# interesting concept question



## hma123 (Jun 5, 2013)

I have been reading this boxing bio on a fighter and a very interesting page came up about a conceptual tool he used when fighting........ Staying eye level with opponents and no matter where their eyes go he'd follow them? he explains it like an ocean waves he follows them side to side up/down etc........ (also considering your opponent is shorter or same height)
Heres the actual page:


"the key is always being lined up with your opponents eyes,like you're trying to stay on level with a wave in the ocean. Up and down side to side stay level with his eyes."


He goes on to then explain how it forces you to punch straight, and naturally will protect your face more with your shoulders.
Now ive been to both boxing and kickboxing gyms over years and NEVER heard of this, but seems VERY interesting. 
Im asking if anyone else has heard of this and if you havent what do you think of it? Thoughts?


----------



## Danny T (Jun 6, 2013)

Eyes lie.
We practice looking one place and attacking elsewhere.


----------



## Touch Of Death (Jun 6, 2013)

A sport tactic at best. Let him react to what you do, on the street.
Sean


----------



## Cyriacus (Jun 6, 2013)

That wouldnt last two seconds against adrenalin.


----------

→ **Given exercise**:
Write out everything in the forum thread on staying level with an opponent's eyes from "A sport tactic" down to "seconds against adrenalin.".

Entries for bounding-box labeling
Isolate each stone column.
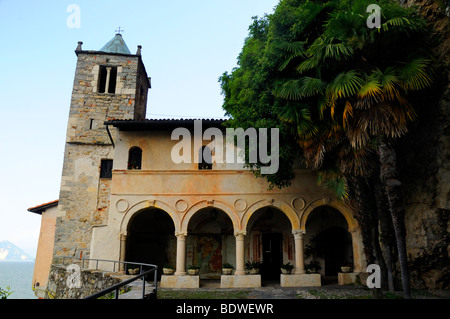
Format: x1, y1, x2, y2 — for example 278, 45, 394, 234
175, 232, 187, 276
105, 66, 111, 93
119, 233, 127, 274
234, 233, 245, 275
292, 229, 305, 274
348, 228, 364, 272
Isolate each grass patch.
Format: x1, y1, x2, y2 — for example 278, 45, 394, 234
158, 289, 250, 299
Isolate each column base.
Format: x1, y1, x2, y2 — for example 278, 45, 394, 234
280, 274, 322, 287
338, 272, 369, 286
220, 275, 261, 288
160, 275, 200, 289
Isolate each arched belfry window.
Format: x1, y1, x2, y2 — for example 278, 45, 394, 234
128, 146, 142, 169
198, 145, 212, 169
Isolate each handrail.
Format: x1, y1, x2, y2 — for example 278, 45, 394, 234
58, 256, 158, 299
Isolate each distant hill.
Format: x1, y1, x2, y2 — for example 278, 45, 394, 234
0, 240, 33, 261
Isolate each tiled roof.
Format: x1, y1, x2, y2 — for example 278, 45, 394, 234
105, 119, 227, 131
28, 199, 59, 214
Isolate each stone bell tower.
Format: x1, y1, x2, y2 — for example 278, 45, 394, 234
54, 33, 151, 259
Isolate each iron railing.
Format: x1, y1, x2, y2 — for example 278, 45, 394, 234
62, 257, 158, 299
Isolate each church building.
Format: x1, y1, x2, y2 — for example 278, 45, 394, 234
29, 34, 367, 298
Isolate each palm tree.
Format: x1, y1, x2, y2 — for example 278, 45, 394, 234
277, 1, 432, 298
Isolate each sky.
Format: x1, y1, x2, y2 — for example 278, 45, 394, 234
0, 0, 278, 258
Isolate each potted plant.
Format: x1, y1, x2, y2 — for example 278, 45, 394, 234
127, 264, 140, 275
222, 263, 234, 275
188, 265, 200, 276
163, 265, 175, 275
281, 262, 294, 275
341, 264, 352, 272
245, 261, 262, 275
305, 259, 322, 274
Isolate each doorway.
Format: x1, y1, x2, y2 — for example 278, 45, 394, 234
261, 233, 283, 280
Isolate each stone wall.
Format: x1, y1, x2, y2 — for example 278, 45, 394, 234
54, 49, 149, 263
45, 265, 121, 299
397, 0, 450, 289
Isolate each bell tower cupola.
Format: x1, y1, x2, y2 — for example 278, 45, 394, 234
67, 33, 151, 144
54, 33, 150, 258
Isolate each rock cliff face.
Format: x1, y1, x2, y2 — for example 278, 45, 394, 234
398, 0, 450, 289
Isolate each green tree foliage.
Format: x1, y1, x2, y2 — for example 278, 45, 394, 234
219, 0, 432, 295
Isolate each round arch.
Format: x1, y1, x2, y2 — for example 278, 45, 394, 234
240, 199, 300, 232
300, 198, 358, 232
180, 200, 240, 234
120, 200, 181, 234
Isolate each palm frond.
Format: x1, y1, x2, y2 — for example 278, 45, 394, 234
398, 57, 433, 91
318, 170, 349, 200
276, 80, 302, 101
278, 41, 307, 71
327, 70, 363, 98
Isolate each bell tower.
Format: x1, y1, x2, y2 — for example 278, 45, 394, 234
54, 33, 151, 258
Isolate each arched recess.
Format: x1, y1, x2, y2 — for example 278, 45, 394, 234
300, 198, 358, 232
186, 206, 236, 279
300, 199, 365, 276
180, 200, 240, 233
120, 199, 181, 234
245, 205, 295, 280
124, 207, 177, 276
240, 199, 300, 232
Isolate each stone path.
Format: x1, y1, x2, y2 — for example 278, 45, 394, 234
114, 280, 450, 299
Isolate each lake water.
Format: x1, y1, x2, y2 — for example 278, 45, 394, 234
0, 261, 36, 299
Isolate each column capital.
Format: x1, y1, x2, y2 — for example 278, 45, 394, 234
234, 231, 247, 238
175, 232, 187, 238
119, 231, 127, 240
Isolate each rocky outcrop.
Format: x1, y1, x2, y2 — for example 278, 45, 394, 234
398, 0, 450, 289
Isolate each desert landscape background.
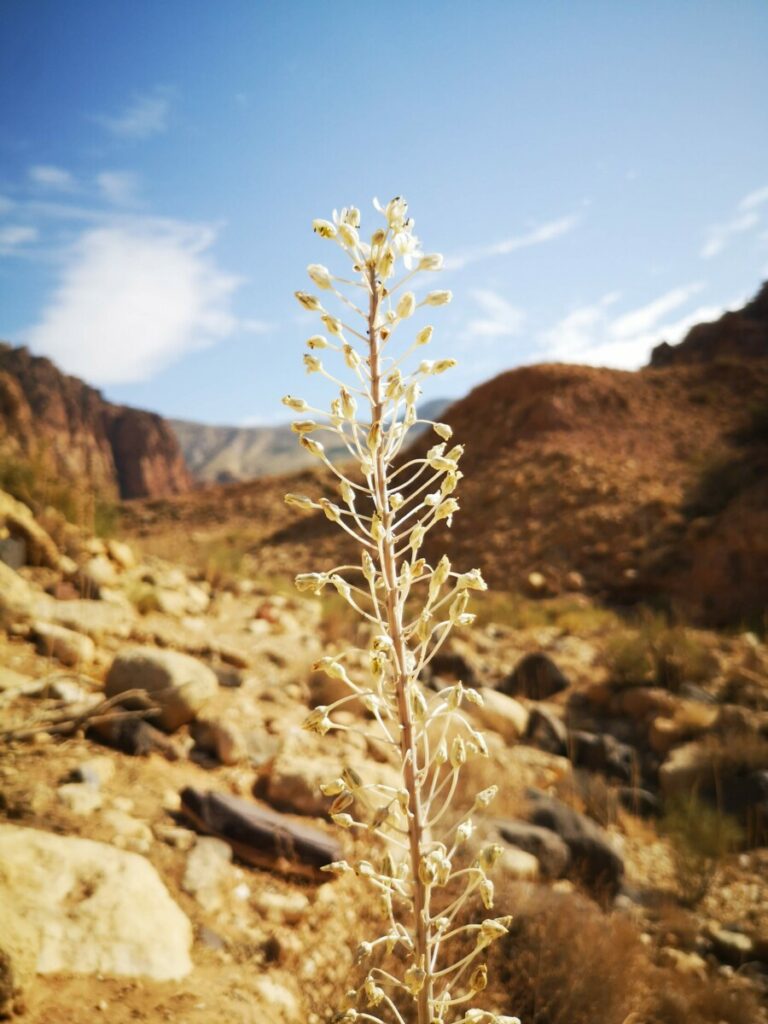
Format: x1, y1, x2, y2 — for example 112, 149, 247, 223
0, 287, 768, 1024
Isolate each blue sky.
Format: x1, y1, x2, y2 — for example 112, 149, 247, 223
0, 0, 768, 424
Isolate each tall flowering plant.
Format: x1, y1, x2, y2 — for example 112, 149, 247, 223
283, 198, 516, 1024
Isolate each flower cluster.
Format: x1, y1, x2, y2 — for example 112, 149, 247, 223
283, 197, 516, 1024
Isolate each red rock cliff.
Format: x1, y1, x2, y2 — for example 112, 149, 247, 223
0, 343, 191, 499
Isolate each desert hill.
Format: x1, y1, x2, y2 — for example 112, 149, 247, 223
168, 398, 449, 483
123, 289, 768, 624
0, 343, 191, 499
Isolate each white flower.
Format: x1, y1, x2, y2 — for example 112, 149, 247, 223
424, 291, 454, 306
306, 263, 334, 289
312, 220, 336, 239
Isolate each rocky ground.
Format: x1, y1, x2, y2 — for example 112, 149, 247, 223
0, 494, 768, 1024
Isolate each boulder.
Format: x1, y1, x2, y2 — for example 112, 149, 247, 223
181, 836, 233, 910
0, 490, 60, 569
106, 539, 136, 569
498, 651, 569, 700
568, 729, 638, 782
525, 706, 568, 756
468, 686, 528, 743
0, 561, 35, 626
80, 555, 118, 595
105, 647, 218, 732
498, 820, 570, 879
527, 791, 624, 898
0, 824, 193, 981
32, 622, 96, 669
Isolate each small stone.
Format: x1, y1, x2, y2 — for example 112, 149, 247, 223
253, 890, 309, 925
73, 755, 115, 790
106, 539, 136, 569
32, 622, 96, 668
497, 847, 540, 882
181, 836, 232, 910
469, 686, 528, 743
80, 555, 118, 596
152, 822, 197, 853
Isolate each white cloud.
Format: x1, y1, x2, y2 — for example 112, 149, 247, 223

→ **Correct response**:
A sport tactic at best. Let him react to what you do, on the street.
Sean


----------



## Cyriacus (Jun 6, 2013)

That wouldnt last two seconds against adrenalin.